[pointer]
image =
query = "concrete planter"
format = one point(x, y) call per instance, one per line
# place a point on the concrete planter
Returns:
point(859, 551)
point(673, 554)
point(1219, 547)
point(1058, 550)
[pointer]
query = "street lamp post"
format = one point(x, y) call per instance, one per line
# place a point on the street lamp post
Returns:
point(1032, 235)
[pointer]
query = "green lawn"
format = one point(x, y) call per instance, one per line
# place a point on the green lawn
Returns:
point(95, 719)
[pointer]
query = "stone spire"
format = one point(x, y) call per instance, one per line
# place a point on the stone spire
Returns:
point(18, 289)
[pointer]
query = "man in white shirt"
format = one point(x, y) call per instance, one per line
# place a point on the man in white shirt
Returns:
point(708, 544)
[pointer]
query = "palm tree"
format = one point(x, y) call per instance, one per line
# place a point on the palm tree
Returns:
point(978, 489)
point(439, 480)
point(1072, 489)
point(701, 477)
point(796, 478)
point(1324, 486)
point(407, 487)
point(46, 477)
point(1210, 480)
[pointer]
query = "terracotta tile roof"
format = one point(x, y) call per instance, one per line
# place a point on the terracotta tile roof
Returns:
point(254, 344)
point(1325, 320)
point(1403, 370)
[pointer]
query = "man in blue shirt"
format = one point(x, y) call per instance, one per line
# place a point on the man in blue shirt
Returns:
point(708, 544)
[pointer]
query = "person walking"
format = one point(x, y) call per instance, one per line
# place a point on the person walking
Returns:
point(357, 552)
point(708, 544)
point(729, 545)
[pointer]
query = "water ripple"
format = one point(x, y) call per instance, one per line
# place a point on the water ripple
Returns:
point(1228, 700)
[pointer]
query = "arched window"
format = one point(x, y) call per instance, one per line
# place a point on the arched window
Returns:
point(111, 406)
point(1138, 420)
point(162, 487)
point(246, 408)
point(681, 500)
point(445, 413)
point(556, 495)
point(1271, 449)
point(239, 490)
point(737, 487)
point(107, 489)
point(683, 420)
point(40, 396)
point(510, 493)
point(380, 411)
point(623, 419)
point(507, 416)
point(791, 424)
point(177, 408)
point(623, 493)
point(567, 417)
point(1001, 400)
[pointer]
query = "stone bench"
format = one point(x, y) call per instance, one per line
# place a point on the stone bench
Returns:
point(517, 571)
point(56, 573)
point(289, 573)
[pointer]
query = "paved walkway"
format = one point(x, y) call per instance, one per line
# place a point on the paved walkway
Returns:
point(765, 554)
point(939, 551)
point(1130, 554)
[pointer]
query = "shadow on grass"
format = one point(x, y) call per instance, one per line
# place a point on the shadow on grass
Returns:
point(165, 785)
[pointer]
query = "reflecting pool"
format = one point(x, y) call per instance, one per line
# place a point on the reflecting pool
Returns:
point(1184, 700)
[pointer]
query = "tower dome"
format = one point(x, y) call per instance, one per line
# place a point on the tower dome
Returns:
§ §
Transcribe all of the material exactly. Omit nothing.

> Response below:
[pointer]
image =
query = "concrete planter"
format = one point(x, y) call per instance, one per line
# place a point on the concrete planter
Returns:
point(859, 551)
point(673, 554)
point(1219, 547)
point(1058, 550)
[pointer]
query = "street lamp post"
format = one point(x, y) call per instance, one per line
# place a point on the street lamp post
Returns:
point(1032, 235)
[pointer]
query = "green lawn"
format = one point(x, y) call per instance, one per line
# place a point on the green lawn
Returns:
point(95, 719)
[pointer]
query = "stone spire"
format = one point(x, y) call per instance, one per line
# place a point on the stone spire
Returns:
point(18, 289)
[pointer]
query = "man in white shirt"
format = one point(x, y) call per instance, one per line
# place a point on the man in white shirt
Returns:
point(708, 544)
[pointer]
query = "palm tree"
format = one point(x, y) call per instance, one per line
# place a point on the palm tree
Returns:
point(978, 489)
point(439, 480)
point(1072, 489)
point(701, 477)
point(796, 478)
point(1324, 486)
point(407, 487)
point(46, 477)
point(1210, 480)
[pointer]
query = "terracotta tile roof"
format = one point(x, y) call per instance, one per line
# place a point on the terracotta tile roof
Returns:
point(254, 344)
point(1325, 320)
point(1403, 370)
[pointer]
query = "man in blue shirt"
format = one point(x, y) call per instance, one per line
# place a point on the man in blue shirt
Returns:
point(708, 544)
[pointer]
query = "person walking"
format = one point(x, y) call per instance, one per line
# place a point on the person walking
Returns:
point(357, 552)
point(708, 544)
point(729, 545)
[pointer]
query = "water ripple"
format = one point(x, y) call per instance, one per line
# place a point on the water ripple
Returns:
point(1228, 700)
[pointer]
query = "arched window"
format = one point(x, y) call per instance, one per line
# place a point on the arched window
Returns:
point(111, 406)
point(1138, 420)
point(162, 487)
point(246, 408)
point(681, 500)
point(445, 413)
point(556, 495)
point(1271, 449)
point(239, 490)
point(737, 487)
point(107, 489)
point(683, 420)
point(40, 396)
point(510, 493)
point(380, 411)
point(623, 419)
point(507, 416)
point(791, 424)
point(177, 408)
point(623, 493)
point(567, 417)
point(1001, 400)
[pointer]
query = "stone bench"
format = one point(x, y) call per instance, one per line
# place a point on the stone bench
Returns:
point(517, 571)
point(56, 573)
point(289, 573)
[pointer]
query = "paved walkway"
format = one point(x, y) call per instance, one per line
# place a point on the paved walkway
Returns:
point(765, 554)
point(939, 551)
point(1130, 554)
[pointer]
query = "shadow on grass"
format = one point(x, y) call per instance, one per line
# place a point on the shadow on grass
Returns:
point(165, 785)
[pointer]
query = "reflecting pool"
format = one point(x, y) call per instance, one per line
# place a point on the reflecting pool
Returns:
point(1184, 700)
[pointer]
query = "tower dome"
format = one point(x, y) call per instance, one per line
# place a point on the tower dome
Returns:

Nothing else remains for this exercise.